- FUENTE -
######

Carlos Yusti
Cuando comenzó la moda Haruki Murakami ( así como hubo una
moda Borges o Bolaño o Kundera e incluso una Paulo Coelho, ¡puaj! ) para no
quedarme rezagado le comuniqué a un buen amigo, poeta y novelista, mi intención
de leer al traductor y escritor japonés. Me incrustó sus ojos como alfileres oxidados
y como si mirara un vomito dijo: “Murakami no es Proust, ni Joyce. Pierde el
tiempo, si así lo quieres, leyendo a Stephen King o Dan Brown, inigualable cátedra
de cómo no se debe escribir”. Por supuesto como soy respondón no hice caso. No
comencé con Tokio Blus (debido a que el
acné y el amor en solitario con alguna Playmate eran etapas superadas hace rato),
sino con Kafka en la orilla. El
título era sugestivo. Abandoné dos o tres veces su lectura y pude verificar que
Murakami no era Proust y que tenía más de Stephen King, mezclado con Coelho y algo de realismo mágico, pero en
pobre.

######

- DATOS ALMACENADOS -
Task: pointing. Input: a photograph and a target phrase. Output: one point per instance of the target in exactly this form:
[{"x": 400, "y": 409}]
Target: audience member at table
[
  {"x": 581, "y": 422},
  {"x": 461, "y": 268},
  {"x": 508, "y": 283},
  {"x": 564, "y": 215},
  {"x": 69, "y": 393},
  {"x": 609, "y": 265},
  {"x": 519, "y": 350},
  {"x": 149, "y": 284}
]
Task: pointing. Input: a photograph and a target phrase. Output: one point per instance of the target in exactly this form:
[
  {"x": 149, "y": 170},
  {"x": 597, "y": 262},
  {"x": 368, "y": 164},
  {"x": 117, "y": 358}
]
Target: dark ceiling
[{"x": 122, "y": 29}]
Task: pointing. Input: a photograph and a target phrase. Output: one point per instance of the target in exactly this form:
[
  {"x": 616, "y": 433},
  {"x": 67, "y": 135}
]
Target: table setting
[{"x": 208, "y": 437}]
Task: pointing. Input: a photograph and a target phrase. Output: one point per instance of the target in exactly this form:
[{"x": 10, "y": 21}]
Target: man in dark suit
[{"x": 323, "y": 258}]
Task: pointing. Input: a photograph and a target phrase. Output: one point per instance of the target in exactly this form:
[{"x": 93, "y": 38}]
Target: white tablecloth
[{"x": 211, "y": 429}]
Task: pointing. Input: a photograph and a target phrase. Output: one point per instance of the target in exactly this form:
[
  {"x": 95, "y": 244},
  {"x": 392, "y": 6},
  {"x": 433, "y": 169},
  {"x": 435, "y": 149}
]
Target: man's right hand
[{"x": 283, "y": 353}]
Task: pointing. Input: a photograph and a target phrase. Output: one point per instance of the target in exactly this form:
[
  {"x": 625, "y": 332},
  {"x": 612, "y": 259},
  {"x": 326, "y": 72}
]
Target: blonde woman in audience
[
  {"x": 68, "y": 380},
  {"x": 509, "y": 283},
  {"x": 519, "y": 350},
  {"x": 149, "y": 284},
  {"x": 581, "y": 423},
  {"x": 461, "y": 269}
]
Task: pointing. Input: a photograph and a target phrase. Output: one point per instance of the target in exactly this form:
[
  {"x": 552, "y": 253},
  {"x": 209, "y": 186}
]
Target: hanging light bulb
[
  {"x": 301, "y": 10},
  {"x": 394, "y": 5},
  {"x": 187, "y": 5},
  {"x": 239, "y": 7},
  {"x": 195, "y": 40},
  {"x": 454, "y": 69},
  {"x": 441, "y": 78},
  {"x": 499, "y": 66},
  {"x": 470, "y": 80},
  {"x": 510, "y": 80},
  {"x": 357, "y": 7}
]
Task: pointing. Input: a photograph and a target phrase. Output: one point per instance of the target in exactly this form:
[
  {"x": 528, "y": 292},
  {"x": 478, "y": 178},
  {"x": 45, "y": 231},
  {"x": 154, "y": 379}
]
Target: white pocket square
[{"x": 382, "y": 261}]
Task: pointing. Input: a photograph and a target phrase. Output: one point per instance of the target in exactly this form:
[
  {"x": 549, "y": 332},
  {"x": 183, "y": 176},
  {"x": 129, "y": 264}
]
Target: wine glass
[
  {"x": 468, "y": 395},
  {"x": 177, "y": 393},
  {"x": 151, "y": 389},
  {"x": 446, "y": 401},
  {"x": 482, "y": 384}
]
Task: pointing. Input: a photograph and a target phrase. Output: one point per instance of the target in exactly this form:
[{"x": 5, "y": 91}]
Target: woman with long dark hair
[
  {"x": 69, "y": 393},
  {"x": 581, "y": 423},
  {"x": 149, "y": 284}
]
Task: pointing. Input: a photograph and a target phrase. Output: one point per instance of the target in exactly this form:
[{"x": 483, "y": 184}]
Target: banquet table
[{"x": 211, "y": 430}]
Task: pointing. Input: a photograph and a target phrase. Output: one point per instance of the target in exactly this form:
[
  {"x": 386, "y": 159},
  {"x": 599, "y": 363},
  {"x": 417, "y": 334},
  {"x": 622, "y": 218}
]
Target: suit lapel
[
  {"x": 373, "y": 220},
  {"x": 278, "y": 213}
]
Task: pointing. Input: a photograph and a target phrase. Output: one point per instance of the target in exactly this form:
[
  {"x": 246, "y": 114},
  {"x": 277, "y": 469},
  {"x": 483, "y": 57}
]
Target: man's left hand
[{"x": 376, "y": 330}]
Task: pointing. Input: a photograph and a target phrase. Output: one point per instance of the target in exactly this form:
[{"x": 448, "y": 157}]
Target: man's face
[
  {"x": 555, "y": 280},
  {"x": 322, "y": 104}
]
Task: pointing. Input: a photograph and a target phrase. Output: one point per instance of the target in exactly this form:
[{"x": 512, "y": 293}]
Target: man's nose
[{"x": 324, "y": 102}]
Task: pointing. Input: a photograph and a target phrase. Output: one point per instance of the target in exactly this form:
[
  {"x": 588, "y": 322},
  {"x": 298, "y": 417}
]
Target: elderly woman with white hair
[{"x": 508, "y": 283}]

######

- TAREAS PENDIENTES -
1. Según el texto sobre Murakami, ¿con qué título comenzó la lectura del escritor japonés?
2. Prosigue el texto sobre Murakami a partir de su última oración.
Las filas constituyen material independiente del texto sobre Murakami.

- RESULTADOS FINALES -
1. Con Kafka en la orilla.

2.
A pesar de que su universo novelísticos tiene algunos
eficaces hallazgos y muchas deficiencias se ha convertido en un postulado al
Premio Nobel de Literatura. Mientras Murakami está en esa antesala, especie de
purgatorio ardiente en que Jorge Luis Borges pasó una temporada hasta su
muerte, prosigue escribiendo libros gordos en varios tomos como su novela “1Q84”.
En su novelas y relatos Mukarami explora las distintas
aristas de lo insólito y lo fantástico, cuestión más bien común en la
literatura clásica oriental en las cuales los personajes se trasmutan en
animales sin ir más lejos ahí están los cuentos de P’u Sung-Ling y de los
cuales Borges escribió: “Los infiernos
de P’u Sung-Ling nos recuerdan a los de Quevedo; son administrativos y opacos. (…)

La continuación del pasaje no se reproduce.